GIVEN PROBLEM: Below is a set of records; restate each one word for word.

== INFORMATION GIVEN ==

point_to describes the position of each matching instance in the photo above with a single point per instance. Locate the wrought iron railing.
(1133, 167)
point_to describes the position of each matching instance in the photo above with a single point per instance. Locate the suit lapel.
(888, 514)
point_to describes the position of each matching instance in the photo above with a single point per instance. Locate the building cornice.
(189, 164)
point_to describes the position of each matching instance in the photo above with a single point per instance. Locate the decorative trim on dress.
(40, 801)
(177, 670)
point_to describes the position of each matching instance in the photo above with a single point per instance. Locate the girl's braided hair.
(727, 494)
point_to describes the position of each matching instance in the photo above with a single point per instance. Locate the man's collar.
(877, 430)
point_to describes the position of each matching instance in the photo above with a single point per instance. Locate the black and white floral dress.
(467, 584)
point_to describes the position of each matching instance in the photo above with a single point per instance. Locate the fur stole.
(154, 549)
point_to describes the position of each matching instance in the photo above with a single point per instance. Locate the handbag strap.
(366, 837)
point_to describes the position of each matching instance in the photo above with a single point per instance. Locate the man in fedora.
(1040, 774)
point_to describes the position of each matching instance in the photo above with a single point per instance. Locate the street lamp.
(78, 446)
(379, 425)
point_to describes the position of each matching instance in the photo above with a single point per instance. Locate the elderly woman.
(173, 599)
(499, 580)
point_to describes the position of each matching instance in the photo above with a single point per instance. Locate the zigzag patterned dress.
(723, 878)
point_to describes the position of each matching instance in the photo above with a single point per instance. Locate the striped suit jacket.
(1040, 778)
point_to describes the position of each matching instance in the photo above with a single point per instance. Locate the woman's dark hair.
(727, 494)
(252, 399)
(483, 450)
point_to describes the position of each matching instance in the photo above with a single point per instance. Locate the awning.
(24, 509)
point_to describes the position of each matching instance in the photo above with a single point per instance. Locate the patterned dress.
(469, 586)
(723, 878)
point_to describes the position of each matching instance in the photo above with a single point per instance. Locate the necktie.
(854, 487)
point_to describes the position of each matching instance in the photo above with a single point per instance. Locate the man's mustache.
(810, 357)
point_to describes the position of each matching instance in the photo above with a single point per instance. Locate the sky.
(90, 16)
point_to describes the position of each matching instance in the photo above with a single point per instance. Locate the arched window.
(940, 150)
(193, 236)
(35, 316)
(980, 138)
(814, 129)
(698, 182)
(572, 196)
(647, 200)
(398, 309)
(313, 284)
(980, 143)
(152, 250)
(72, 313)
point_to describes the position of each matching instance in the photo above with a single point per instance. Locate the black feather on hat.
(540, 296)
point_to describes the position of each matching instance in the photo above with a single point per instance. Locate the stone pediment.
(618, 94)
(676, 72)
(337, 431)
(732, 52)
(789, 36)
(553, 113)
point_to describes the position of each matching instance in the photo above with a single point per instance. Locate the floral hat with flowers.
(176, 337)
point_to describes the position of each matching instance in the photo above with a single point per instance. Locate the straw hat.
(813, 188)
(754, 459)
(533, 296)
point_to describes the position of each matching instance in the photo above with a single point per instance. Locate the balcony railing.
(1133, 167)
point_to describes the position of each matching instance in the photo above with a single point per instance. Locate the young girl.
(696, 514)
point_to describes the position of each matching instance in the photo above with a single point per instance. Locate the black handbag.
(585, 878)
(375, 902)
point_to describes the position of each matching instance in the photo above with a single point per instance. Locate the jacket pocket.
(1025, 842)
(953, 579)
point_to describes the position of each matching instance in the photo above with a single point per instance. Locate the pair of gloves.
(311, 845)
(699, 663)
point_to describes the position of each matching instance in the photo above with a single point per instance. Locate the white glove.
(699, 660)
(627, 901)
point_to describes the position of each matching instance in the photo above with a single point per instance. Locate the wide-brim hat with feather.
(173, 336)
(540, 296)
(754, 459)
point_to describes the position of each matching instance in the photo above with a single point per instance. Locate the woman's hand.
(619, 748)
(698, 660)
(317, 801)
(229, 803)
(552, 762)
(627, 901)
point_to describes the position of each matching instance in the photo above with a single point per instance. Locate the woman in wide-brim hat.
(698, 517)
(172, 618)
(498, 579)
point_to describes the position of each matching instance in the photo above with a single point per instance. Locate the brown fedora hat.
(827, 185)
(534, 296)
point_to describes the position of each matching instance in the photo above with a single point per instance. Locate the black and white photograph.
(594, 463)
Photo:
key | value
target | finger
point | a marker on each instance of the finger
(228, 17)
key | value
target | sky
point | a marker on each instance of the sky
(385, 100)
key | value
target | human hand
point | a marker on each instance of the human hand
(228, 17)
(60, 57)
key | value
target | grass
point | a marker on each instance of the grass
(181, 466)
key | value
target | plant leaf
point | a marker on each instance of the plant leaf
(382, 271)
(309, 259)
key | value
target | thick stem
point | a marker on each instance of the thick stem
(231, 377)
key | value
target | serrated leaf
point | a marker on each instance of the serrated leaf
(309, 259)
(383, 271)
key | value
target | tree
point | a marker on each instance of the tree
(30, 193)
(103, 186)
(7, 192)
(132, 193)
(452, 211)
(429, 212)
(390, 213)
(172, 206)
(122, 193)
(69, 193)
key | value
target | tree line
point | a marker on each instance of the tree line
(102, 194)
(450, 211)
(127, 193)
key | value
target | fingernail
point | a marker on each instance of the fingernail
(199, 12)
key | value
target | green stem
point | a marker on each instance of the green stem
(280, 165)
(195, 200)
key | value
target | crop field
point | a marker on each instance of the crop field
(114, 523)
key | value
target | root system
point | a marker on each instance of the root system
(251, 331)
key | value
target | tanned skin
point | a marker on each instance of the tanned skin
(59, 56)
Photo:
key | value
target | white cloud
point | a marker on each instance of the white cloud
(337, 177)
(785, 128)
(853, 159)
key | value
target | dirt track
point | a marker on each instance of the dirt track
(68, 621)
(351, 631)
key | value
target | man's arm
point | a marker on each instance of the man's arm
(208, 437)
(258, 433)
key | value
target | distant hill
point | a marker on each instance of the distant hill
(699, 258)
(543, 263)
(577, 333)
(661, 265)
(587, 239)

===

TASK RESULT:
point_to describes the position of each matching instance in the photo above with a single point per instance. Locate the wrought iron railing.
(1133, 167)
point_to describes the position of each matching instance in the photo above with a single point per instance. Locate the suit lapel.
(888, 514)
point_to describes the position of each matching instance in the photo above with a single point per instance. Locate the building cornice.
(189, 164)
point_to describes the position of each matching instance in the photo above with a single point per instance. Locate the decorative trim on dress.
(40, 801)
(177, 670)
point_to describes the position of each matching instance in the photo above with a single point per instance. Locate the girl's braided hair.
(727, 494)
point_to describes the position of each matching instance in the photo above with a single point per instance. Locate the man's collar.
(877, 430)
point_to describes the position of each matching instance in the photo above with a single point per instance. Locate the black and white floral dress.
(467, 584)
point_to describes the position of each matching instance in the photo above with a single point per instance. Locate the fur stole.
(154, 549)
point_to describes the position of each matching instance in the photo above with a single point per instance. Locate the handbag strap.
(366, 837)
point_to describes the position of each matching instance in the photo above with a single point per instance. Locate the man in fedora.
(1040, 774)
point_to describes the position of each matching instance in the photo above with a single point per instance. Locate the street lamp.
(78, 446)
(379, 425)
point_to describes the position of each matching instance in the photo above with a single point per instance. Locate the elderly woman.
(173, 599)
(499, 580)
point_to describes the position of each matching instance in the photo above with a single point per instance. Locate the zigzag patterned dress.
(723, 878)
point_to describes the position of each matching instance in the photo above with a single point per instance. Locate the striped suit jacket.
(1040, 778)
point_to describes the position of each matching instance in the photo above with a single point per instance. Locate the woman's dark hair.
(727, 494)
(252, 399)
(483, 450)
point_to describes the position of each matching instance in the photo above with a single point per instance. Locate the awning.
(24, 509)
point_to describes the position of each matching instance in the photo above with a single point per instance. Locate the patterned dress.
(469, 586)
(723, 878)
point_to describes the position of each matching instance in the photo above with a single point per instance. Locate the necktie.
(854, 487)
point_to describes the position of each matching instance in the photo above with a single point per instance. Locate the man's mustache.
(810, 357)
point_to describes the position of each matching instance in the photo above with a single point per instance. Locate the sky.
(90, 16)
point_to describes the position of each matching instance in the photo above with a single point per instance. Locate the arched window.
(940, 150)
(193, 236)
(35, 316)
(980, 138)
(814, 129)
(698, 182)
(572, 196)
(647, 200)
(398, 309)
(313, 284)
(980, 143)
(152, 250)
(72, 313)
point_to describes the position of each matching instance in the photo above with a single point per instance. Locate the black feather on hat.
(540, 296)
point_to describes the position of each matching instance in the photo above with a single point per instance. Locate the stone pediment.
(618, 94)
(676, 72)
(337, 431)
(732, 52)
(789, 36)
(553, 113)
point_to describes the position of each matching instance in the photo above with a single point per instance. Locate the floral hat with flowers.
(176, 337)
point_to describes the position of each matching instance in the photo above with a single point per instance. Locate the straw hat.
(813, 188)
(754, 459)
(533, 296)
point_to describes the position of each matching instance in the photo above with a single point per instance. Locate the balcony railing.
(1133, 167)
point_to describes the position of each matching instance in the photo above with a single point per instance. Locate the young girl.
(696, 514)
point_to describes the position of each matching instance in the photo above with a single point per instance. Locate the black handbag.
(585, 878)
(375, 902)
point_to describes the position of each matching instance in the photo above with a single point per instance. Locate the jacket pocket.
(1025, 842)
(953, 579)
point_to describes the position of each matching instance in the photo above with a single point per instance. Locate the pair of gloves.
(311, 845)
(699, 663)
point_to describes the position of each matching instance in the photo above with a single point per instance. Locate the white glove.
(699, 660)
(627, 901)
point_to describes the position of each matching instance in the photo above with a single point per instance. Locate the wide-brim hat with feather.
(173, 336)
(540, 296)
(754, 459)
point_to describes the position of each matching instance in the photo above with a single point per instance. Locate the woman's hand.
(619, 748)
(698, 660)
(317, 801)
(229, 803)
(552, 762)
(627, 901)
point_to describes the position of each matching instance in the photo above with a single point per instance. Locate the woman in wide-brim hat.
(698, 517)
(172, 618)
(498, 579)
point_to describes the position of each matching instance in the photo above with a single point per instance. Locate the brown fedora hat.
(827, 185)
(534, 296)
point_to describes the position of each matching instance in the photo above with a single point per instance. Locate the black and white photograph.
(594, 463)
Photo:
key | value
target | finger
point | a marker on each instance of the finger
(228, 17)
key | value
target | sky
point | a marker on each instance of the sky
(385, 100)
key | value
target | human hand
point | a marker on each instance of the human hand
(228, 17)
(60, 57)
key | value
target | grass
point | a marker on each instance of the grass
(181, 466)
key | value
target | plant leaf
point | a marker on each instance of the plant leaf
(382, 271)
(309, 259)
key | value
target | thick stem
point | a marker on each instance of the thick stem
(231, 377)
key | value
target | serrated leaf
point | a marker on each instance of the serrated leaf
(309, 259)
(383, 271)
key | value
target | tree
point | a marker on each instance of the tree
(30, 193)
(103, 186)
(7, 192)
(132, 193)
(452, 211)
(429, 212)
(390, 213)
(172, 206)
(122, 193)
(69, 193)
key | value
target | tree line
point | a marker on each instance of the tree line
(102, 194)
(450, 211)
(127, 193)
key | value
target | fingernail
point | a marker on each instance of the fingernail
(199, 12)
key | value
target | green stem
point | a marker on each instance of the green stem
(280, 165)
(195, 200)
key | value
target | crop field
point | a marker on each instance of the crop field
(114, 523)
key | value
target | root system
point | a marker on each instance of the root system
(251, 331)
key | value
target | tanned skin
point | a marker on each instance of the tanned skin
(59, 56)
Photo:
key | value
target | white cloud
point | a marker on each instance of the white cloud
(337, 177)
(785, 128)
(853, 159)
key | value
target | dirt track
point | a marker on each instance of the dirt track
(68, 621)
(351, 631)
key | value
target | man's arm
point | a marker on each instance of the man's arm
(208, 437)
(258, 433)
key | value
target | distant hill
point | a marker on each instance of the distant hill
(699, 258)
(543, 263)
(577, 333)
(661, 265)
(587, 239)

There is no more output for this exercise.